— START OF EXTRACTED MATERIAL —

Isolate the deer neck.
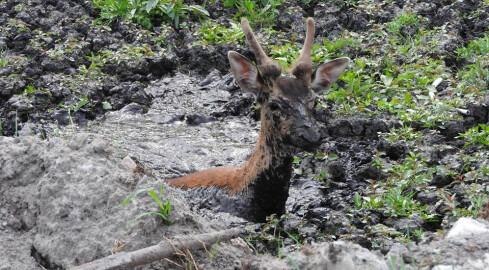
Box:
[236,109,294,222]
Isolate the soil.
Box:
[0,0,489,270]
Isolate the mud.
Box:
[0,0,489,269]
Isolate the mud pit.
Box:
[0,0,489,269]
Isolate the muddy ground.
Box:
[0,0,489,269]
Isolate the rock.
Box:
[446,217,489,239]
[119,102,144,114]
[244,241,389,270]
[122,156,138,172]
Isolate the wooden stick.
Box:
[73,228,242,270]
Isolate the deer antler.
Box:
[292,18,315,84]
[241,18,282,79]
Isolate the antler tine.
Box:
[241,18,282,78]
[292,18,315,80]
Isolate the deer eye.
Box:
[269,102,279,111]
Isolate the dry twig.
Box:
[73,229,241,270]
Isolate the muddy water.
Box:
[92,74,259,178]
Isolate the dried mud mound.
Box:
[0,134,250,269]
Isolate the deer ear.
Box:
[228,51,262,95]
[311,57,350,92]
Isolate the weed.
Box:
[223,0,283,26]
[379,126,423,143]
[78,52,109,78]
[58,96,88,133]
[118,185,173,226]
[0,48,8,68]
[196,20,244,46]
[387,13,419,36]
[457,34,489,60]
[209,238,220,263]
[14,110,19,137]
[22,84,37,96]
[459,124,489,147]
[92,0,209,29]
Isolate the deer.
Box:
[167,18,350,222]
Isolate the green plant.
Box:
[0,48,8,68]
[458,124,489,147]
[196,20,244,46]
[379,125,423,143]
[22,84,37,96]
[223,0,283,26]
[78,52,109,78]
[457,34,489,60]
[387,13,419,35]
[118,185,172,226]
[58,96,88,133]
[92,0,209,29]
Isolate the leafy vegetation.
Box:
[223,0,283,26]
[196,20,244,47]
[460,124,489,147]
[118,185,173,226]
[92,0,209,29]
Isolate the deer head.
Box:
[228,18,350,152]
[168,18,350,222]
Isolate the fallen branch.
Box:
[73,229,241,270]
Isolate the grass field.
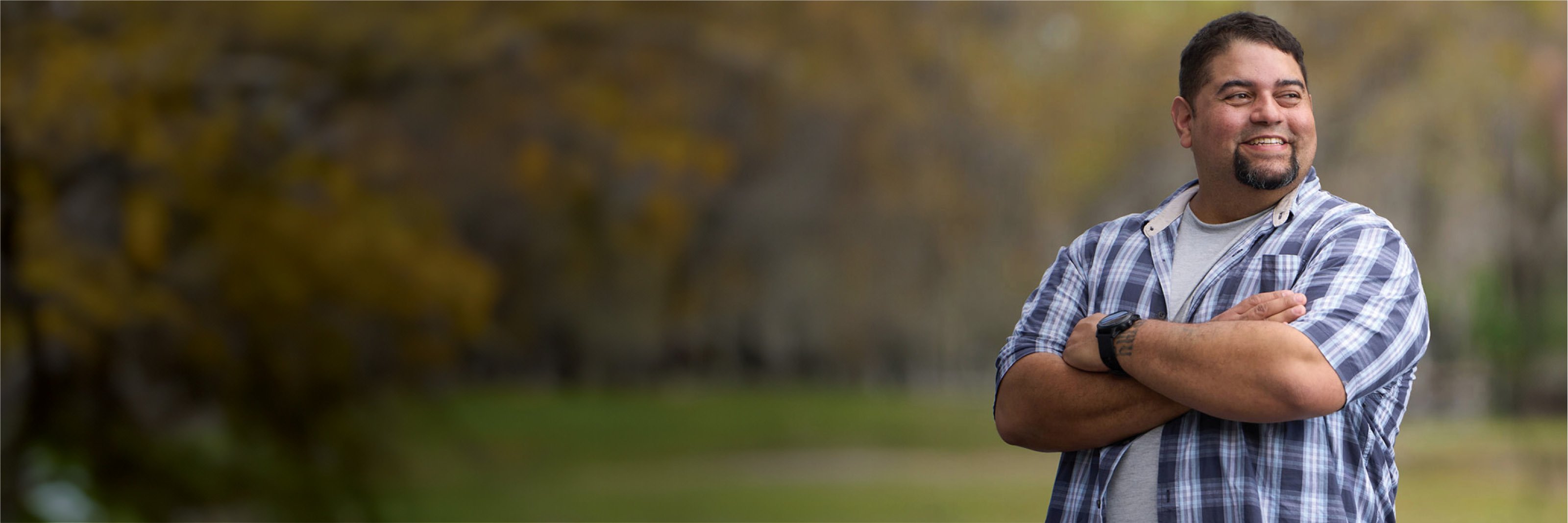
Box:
[370,388,1568,522]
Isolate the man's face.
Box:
[1171,39,1317,190]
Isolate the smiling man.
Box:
[996,13,1427,523]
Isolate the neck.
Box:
[1187,176,1304,223]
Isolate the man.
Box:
[996,13,1427,522]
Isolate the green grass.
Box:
[370,388,1568,522]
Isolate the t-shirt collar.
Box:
[1143,167,1317,237]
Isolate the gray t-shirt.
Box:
[1105,207,1270,523]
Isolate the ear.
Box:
[1171,96,1192,149]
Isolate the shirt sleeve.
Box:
[996,242,1088,397]
[1289,223,1428,398]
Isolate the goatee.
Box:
[1232,143,1301,190]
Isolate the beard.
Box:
[1231,143,1301,190]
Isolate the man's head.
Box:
[1171,13,1317,190]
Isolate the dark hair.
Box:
[1177,11,1306,103]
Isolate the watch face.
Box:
[1099,311,1132,326]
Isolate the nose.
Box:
[1251,96,1284,125]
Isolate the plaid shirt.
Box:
[996,170,1427,523]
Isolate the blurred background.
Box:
[0,1,1568,522]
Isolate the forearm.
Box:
[1118,321,1346,423]
[996,353,1190,452]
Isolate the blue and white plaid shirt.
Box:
[996,170,1427,523]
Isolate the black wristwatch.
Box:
[1095,311,1142,375]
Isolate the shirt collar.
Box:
[1143,167,1319,237]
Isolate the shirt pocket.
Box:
[1250,254,1301,294]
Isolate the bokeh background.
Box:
[0,1,1568,522]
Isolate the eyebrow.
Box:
[1214,78,1306,93]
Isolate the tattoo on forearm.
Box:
[1113,322,1143,358]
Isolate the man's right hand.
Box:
[1210,289,1306,324]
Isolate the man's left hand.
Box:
[1061,313,1110,372]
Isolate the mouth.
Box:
[1242,137,1291,152]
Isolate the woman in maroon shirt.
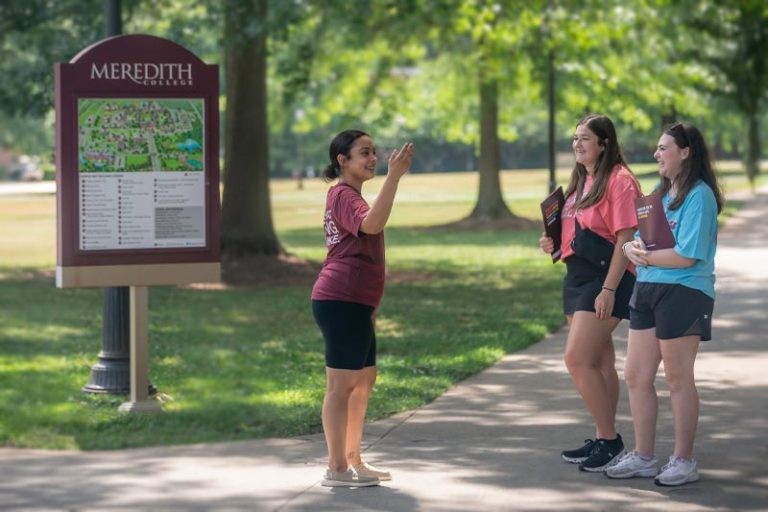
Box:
[312,130,413,487]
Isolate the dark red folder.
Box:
[635,194,675,251]
[541,187,565,263]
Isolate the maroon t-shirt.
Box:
[312,183,384,308]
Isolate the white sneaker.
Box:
[321,468,379,487]
[654,455,699,486]
[352,461,392,482]
[605,452,659,478]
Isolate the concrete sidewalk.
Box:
[0,193,768,511]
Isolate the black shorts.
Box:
[312,300,376,370]
[563,254,635,318]
[629,283,715,341]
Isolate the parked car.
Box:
[8,155,43,181]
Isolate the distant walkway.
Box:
[0,193,768,512]
[0,181,56,196]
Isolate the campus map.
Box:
[78,98,205,172]
[78,98,206,251]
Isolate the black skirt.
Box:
[563,254,635,319]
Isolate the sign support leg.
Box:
[118,286,163,413]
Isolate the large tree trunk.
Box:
[744,105,760,190]
[469,67,513,220]
[221,0,281,260]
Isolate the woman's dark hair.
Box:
[323,130,370,181]
[565,114,629,208]
[658,123,725,213]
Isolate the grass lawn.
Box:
[0,166,760,449]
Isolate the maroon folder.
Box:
[635,194,675,251]
[541,187,565,263]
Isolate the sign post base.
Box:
[118,286,163,413]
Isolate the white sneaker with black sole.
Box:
[654,455,699,487]
[605,452,659,478]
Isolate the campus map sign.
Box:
[56,35,219,286]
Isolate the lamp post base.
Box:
[117,400,163,414]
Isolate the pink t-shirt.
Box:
[561,165,642,268]
[312,183,384,308]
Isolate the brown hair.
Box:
[565,114,629,208]
[658,123,725,213]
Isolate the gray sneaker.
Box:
[321,468,379,487]
[605,452,659,478]
[654,455,699,487]
[352,461,392,482]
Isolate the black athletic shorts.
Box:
[312,300,376,370]
[563,254,635,318]
[629,283,715,341]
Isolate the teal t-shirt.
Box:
[635,180,717,299]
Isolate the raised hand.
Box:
[387,142,414,178]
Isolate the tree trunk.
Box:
[221,0,282,259]
[744,105,760,190]
[469,64,512,220]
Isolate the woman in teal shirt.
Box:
[606,123,723,486]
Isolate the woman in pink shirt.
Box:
[312,130,413,487]
[539,114,641,472]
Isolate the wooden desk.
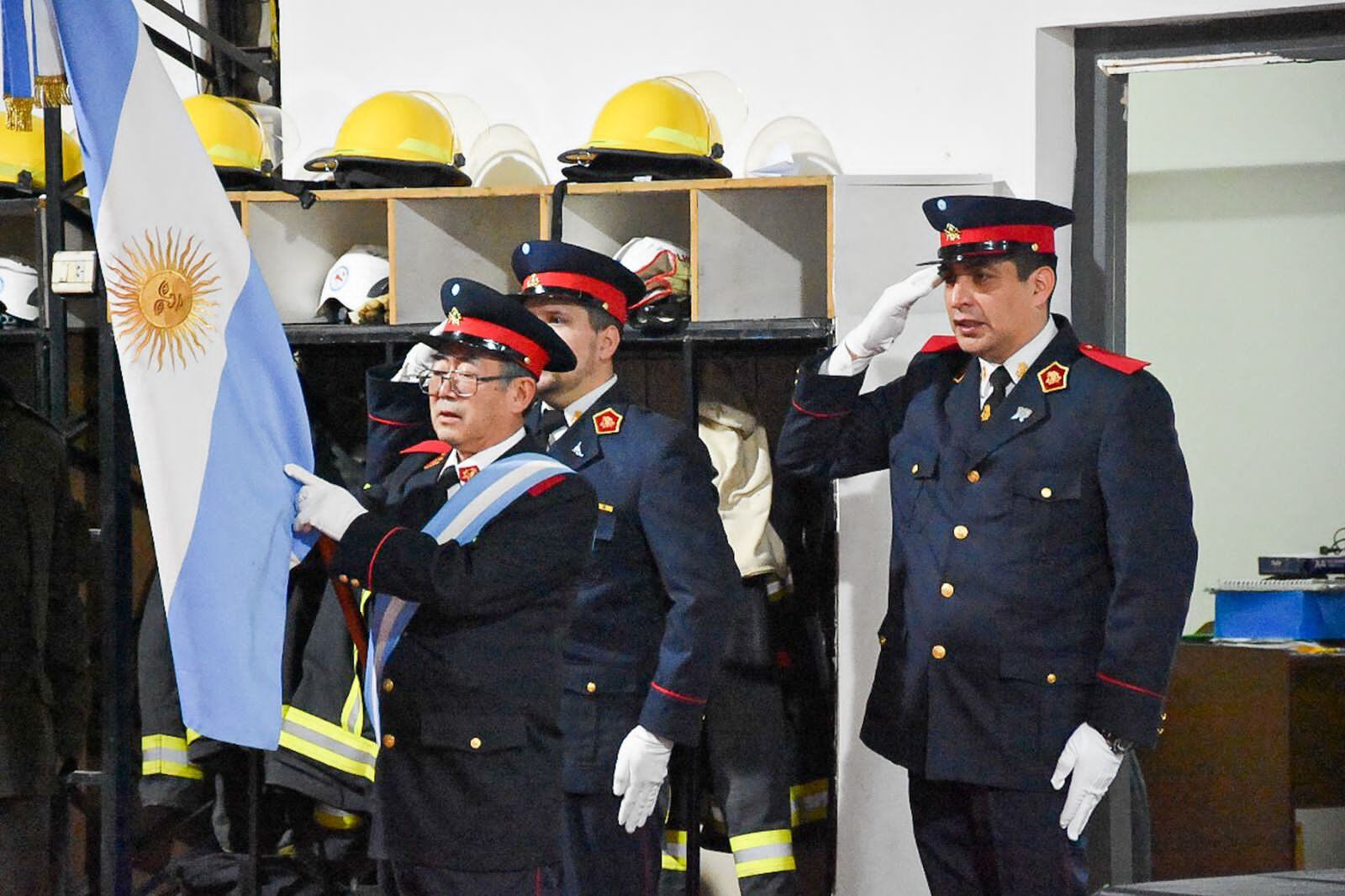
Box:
[1141,643,1345,880]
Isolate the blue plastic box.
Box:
[1215,591,1345,640]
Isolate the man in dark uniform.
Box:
[514,241,742,896]
[287,282,596,896]
[0,381,89,896]
[778,197,1195,896]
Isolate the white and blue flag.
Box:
[51,0,314,750]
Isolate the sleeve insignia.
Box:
[593,408,625,436]
[1037,361,1069,393]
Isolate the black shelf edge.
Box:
[285,318,832,341]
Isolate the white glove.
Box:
[393,342,439,382]
[612,725,672,834]
[285,464,365,540]
[838,266,943,359]
[1051,723,1123,840]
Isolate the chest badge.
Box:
[593,408,625,436]
[1037,361,1069,393]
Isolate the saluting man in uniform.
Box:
[513,241,742,896]
[285,280,597,896]
[778,197,1195,896]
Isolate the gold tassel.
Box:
[32,76,70,106]
[4,97,32,130]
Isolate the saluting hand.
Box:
[1051,723,1123,840]
[285,464,365,540]
[841,266,943,359]
[612,725,672,834]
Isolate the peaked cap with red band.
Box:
[923,197,1074,265]
[513,240,644,327]
[421,277,574,378]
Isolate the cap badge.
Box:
[1037,361,1069,393]
[593,408,624,436]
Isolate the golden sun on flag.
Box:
[108,230,219,370]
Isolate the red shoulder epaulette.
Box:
[399,439,453,455]
[920,336,957,354]
[1079,342,1148,376]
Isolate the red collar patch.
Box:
[920,336,957,354]
[593,408,625,436]
[1079,342,1148,377]
[1037,361,1069,393]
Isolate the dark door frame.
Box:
[1071,4,1345,351]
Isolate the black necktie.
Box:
[536,408,565,439]
[980,366,1011,419]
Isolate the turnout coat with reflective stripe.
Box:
[778,316,1195,790]
[334,439,597,871]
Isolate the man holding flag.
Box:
[285,280,597,896]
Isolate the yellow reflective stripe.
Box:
[729,829,795,878]
[736,856,798,878]
[280,706,378,780]
[789,777,831,827]
[729,829,794,853]
[140,735,204,780]
[340,678,365,736]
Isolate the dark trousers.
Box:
[561,793,667,896]
[910,775,1088,896]
[378,860,561,896]
[0,797,51,896]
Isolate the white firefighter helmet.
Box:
[0,258,42,323]
[745,116,841,177]
[464,124,547,187]
[318,245,390,323]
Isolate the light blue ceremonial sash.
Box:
[365,452,574,735]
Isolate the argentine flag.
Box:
[52,0,314,750]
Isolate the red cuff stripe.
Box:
[527,473,567,498]
[789,401,850,419]
[365,526,404,591]
[1098,672,1163,699]
[650,681,704,706]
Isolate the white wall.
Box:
[1126,62,1345,630]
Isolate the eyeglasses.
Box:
[417,370,513,398]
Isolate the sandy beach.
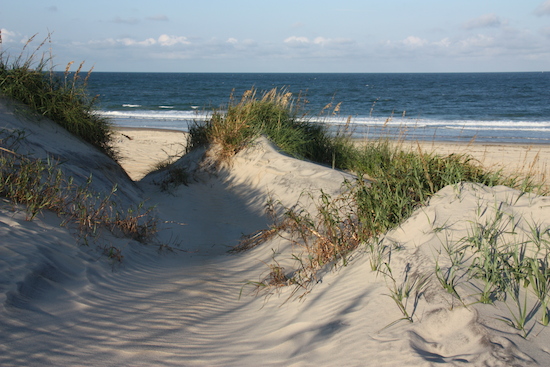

— END OF EXTRACTED MATERIAL —

**STATED TASK:** Return every line from the rows above that contains the string "background".

**OUTPUT OF THE EXERCISE:**
Isolate the blurred background.
Isolate the bokeh background.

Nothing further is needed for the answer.